• _TASK OBJECTIVE_
Update the records from the beginning through the line containing "x=262 y=746" by replacing "Target" with "Object", and leave everything else as it is.

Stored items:
□ □ □ □

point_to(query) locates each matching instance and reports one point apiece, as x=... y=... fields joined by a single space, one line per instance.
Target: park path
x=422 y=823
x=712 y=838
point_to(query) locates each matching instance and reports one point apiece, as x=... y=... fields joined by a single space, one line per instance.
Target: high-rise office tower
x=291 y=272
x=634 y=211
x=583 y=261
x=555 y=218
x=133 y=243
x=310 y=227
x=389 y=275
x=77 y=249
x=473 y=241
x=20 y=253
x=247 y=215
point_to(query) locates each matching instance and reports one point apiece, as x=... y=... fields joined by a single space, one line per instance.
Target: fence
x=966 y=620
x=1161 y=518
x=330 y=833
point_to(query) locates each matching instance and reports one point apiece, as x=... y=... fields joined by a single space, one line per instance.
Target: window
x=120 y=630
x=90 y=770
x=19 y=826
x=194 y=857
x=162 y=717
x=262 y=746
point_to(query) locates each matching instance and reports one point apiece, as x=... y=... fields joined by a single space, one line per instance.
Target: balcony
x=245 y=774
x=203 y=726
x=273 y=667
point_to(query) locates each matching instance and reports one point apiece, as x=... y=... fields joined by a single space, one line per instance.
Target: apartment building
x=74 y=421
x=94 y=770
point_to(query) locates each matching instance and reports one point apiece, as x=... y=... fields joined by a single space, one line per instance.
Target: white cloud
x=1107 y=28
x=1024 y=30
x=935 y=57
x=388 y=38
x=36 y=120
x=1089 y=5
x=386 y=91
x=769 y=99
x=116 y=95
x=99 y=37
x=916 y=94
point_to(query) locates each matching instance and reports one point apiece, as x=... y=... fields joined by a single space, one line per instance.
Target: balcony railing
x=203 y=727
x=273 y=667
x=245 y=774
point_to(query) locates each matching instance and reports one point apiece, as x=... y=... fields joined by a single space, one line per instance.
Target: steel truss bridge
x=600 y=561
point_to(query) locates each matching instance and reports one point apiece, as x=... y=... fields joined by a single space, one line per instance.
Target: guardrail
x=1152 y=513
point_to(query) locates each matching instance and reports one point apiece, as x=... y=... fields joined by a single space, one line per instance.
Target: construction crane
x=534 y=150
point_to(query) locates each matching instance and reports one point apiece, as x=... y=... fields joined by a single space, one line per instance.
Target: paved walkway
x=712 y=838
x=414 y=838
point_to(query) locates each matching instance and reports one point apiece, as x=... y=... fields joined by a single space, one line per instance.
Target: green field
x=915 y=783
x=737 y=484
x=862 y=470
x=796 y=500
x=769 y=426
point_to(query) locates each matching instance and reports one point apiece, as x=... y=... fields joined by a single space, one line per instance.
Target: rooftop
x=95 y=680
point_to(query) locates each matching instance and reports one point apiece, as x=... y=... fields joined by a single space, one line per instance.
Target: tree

□ □ □ □

• _RESPONSE TO THE TASK_
point_to(query) locates each matching instance and reports one point apiece, as x=... y=... fields joined by a single space, one line per instance.
Object: park path
x=422 y=823
x=712 y=838
point_to(query) locates each matching instance and reports one point apiece, as x=... y=... fields joined by a single space, one line per instance.
Object: high-rise office tower
x=291 y=272
x=634 y=211
x=583 y=261
x=555 y=218
x=133 y=243
x=310 y=227
x=389 y=275
x=77 y=249
x=473 y=241
x=20 y=253
x=247 y=215
point_to(query) locates each matching instance and reports one point apiece, as x=... y=... fields joined by a single space, one line per instance.
Object: fence
x=966 y=620
x=1161 y=518
x=330 y=833
point_to(query) locates each matching instance and reports one point apiece, as x=... y=... fields joined by a single space, one line per instance.
Object: window
x=120 y=630
x=90 y=770
x=19 y=826
x=194 y=857
x=162 y=717
x=262 y=746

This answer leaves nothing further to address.